• _Selected passage_
((
My last pending classroom task before ending the semester, besides all the administrative tasks that are due in any semester ending, is putting a huge “Follow Your Dreams” in the wall, so they can all see it when they walk into the English classroom when they come back to the school in January. Here is an image of my “Follow Your Dreams” (I bought it in the online store of Carson Dellosa, but I do not recommend it, their shipping methods are terribly slow. If I need another “Follow Your Dreams” for a wall I will ask my students to make it, specially with glitter, they love glitter!).
I have had this “Follow Your Dreams” since weeks ago, but I have not been able to put it where I want to place it because I need to move first my teacher’s desk, some student’s desks and a book shelf in order of being able to put the “Follow Your Dreams” in the wall I want (the wall that is first seen when you get into the classroom). So, I chose to wait until the end of the semester to do all that movements needed to put the “Follow Your Dreams” in the wall safely and peacefully.
))
• _Task description_
In the passage about the classroom sign, why did the teacher wait until the end of the semester to put the sign on the wall? Answer in one to three sentences.

• _The data_
((
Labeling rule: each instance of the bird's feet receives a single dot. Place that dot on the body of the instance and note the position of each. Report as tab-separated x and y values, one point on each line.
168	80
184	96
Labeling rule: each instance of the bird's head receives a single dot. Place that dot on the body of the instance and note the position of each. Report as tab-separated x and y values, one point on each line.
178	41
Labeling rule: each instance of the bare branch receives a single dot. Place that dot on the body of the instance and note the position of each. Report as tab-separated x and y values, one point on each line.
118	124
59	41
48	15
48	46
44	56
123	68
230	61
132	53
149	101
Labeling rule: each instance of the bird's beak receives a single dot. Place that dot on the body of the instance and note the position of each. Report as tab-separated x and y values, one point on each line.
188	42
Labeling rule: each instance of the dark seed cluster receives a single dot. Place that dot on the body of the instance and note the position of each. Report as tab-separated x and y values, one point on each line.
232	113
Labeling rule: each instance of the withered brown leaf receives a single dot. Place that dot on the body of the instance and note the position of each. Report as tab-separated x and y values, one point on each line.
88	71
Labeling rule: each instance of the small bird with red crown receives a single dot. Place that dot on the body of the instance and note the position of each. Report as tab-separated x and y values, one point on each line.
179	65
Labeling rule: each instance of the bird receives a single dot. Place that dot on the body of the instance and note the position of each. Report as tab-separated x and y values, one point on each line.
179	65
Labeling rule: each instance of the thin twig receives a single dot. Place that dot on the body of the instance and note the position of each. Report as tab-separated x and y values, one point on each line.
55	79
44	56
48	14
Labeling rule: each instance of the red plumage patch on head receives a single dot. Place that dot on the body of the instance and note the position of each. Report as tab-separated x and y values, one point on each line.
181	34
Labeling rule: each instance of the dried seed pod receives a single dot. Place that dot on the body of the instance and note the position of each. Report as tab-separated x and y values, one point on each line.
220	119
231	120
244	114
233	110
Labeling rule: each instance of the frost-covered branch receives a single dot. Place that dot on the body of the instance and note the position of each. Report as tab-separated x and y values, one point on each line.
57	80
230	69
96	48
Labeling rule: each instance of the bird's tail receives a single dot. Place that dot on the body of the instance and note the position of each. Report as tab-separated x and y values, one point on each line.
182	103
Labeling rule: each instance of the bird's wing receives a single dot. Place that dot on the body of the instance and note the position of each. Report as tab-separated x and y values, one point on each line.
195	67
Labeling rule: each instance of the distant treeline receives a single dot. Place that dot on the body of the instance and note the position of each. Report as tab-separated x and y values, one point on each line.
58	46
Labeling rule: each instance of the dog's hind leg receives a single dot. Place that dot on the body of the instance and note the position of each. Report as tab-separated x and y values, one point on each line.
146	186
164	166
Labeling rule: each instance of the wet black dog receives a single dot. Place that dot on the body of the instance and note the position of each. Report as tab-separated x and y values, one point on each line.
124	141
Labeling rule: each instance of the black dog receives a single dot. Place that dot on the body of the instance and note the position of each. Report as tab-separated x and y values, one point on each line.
))
• _Answer below_
To put the "Follow Your Dreams" sign on the wall first seen when entering the classroom, the teacher first had to move the teacher's desk, some student desks and a bookshelf. The teacher waited until the end of the semester so those moves could be done and the sign put up safely and peacefully.